_Work item:_ Copy, from the entries below, each line where the word "molten" can be found.

_Given records:_
_ _ _ _ _ _ _
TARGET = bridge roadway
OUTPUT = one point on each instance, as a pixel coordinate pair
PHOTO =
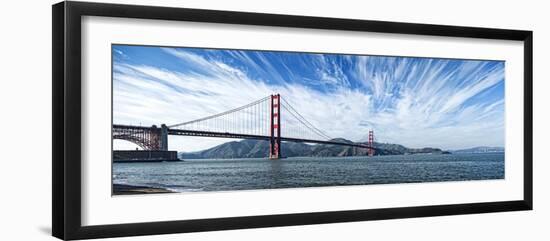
(180, 132)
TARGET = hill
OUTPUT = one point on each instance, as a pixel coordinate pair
(260, 148)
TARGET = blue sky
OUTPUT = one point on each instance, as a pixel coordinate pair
(416, 102)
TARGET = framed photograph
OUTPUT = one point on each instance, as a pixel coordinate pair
(169, 120)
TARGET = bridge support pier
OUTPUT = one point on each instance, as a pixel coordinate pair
(163, 137)
(275, 139)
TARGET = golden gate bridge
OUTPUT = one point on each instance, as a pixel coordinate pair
(271, 118)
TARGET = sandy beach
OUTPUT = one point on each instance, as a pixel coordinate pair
(124, 189)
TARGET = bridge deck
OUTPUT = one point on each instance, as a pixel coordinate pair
(258, 137)
(182, 132)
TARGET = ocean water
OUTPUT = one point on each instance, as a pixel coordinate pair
(248, 174)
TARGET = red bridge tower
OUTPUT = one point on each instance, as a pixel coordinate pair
(275, 140)
(371, 143)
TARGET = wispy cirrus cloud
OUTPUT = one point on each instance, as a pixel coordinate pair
(416, 102)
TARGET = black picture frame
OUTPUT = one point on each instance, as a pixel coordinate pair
(66, 127)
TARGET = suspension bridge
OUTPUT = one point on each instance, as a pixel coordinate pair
(263, 119)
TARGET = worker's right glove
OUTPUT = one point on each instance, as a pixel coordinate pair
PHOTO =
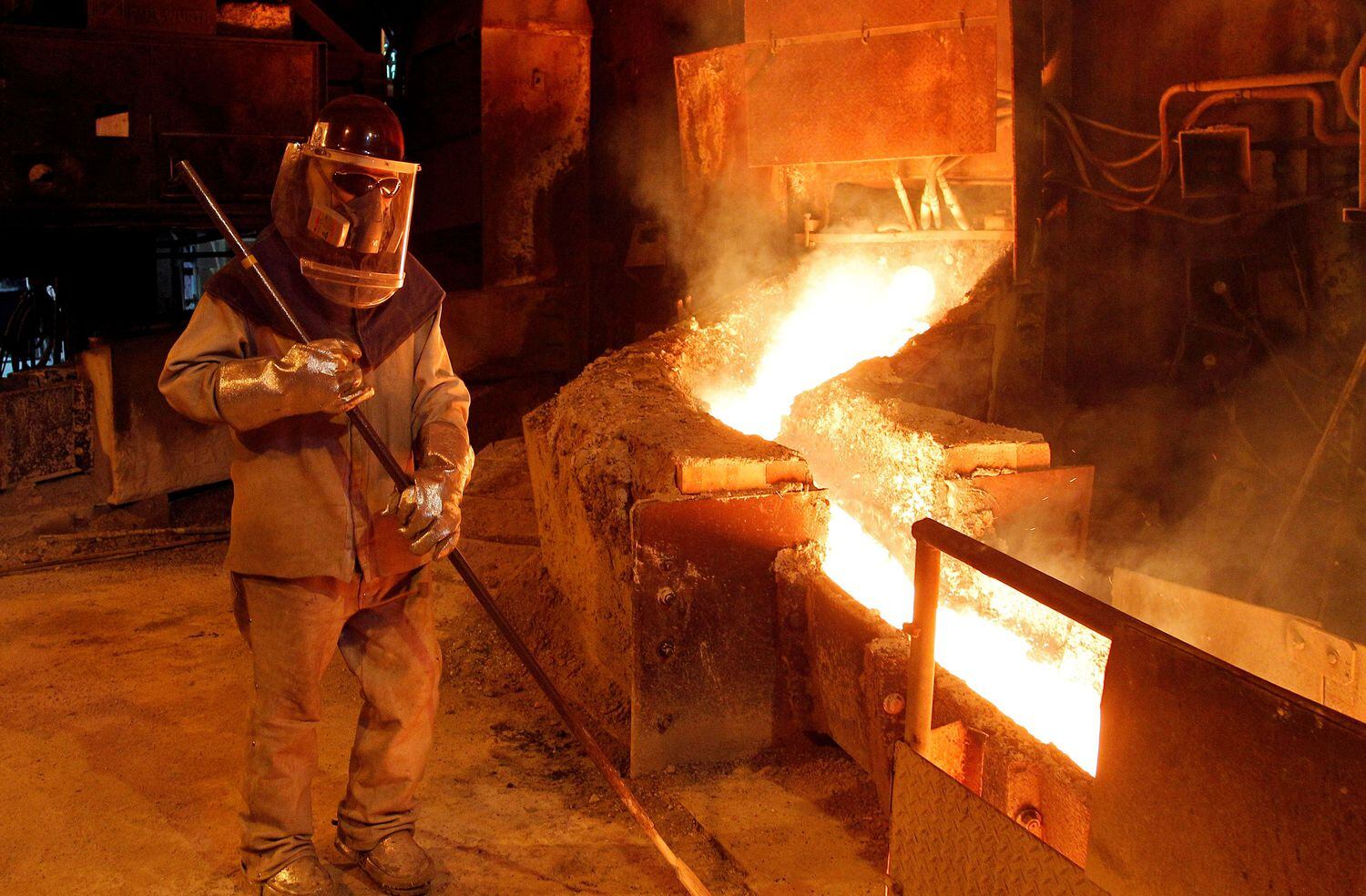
(316, 377)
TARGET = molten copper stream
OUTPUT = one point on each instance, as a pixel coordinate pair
(1035, 666)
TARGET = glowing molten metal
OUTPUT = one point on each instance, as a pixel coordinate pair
(847, 313)
(1046, 679)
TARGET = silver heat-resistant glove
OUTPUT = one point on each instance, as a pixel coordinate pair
(316, 377)
(429, 510)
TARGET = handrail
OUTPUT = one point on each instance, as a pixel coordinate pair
(932, 540)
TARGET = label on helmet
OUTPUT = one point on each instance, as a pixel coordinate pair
(328, 226)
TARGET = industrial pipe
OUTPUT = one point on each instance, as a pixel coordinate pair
(403, 480)
(1280, 95)
(920, 672)
(933, 540)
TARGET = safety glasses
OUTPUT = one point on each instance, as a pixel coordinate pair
(358, 182)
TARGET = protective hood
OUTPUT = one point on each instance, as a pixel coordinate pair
(346, 216)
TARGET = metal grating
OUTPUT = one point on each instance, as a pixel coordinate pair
(892, 96)
(948, 841)
(770, 19)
_ _ _ _ _ _ _
_Result of this task:_
TARGET = molten copper stream
TARGET = glowing molten metal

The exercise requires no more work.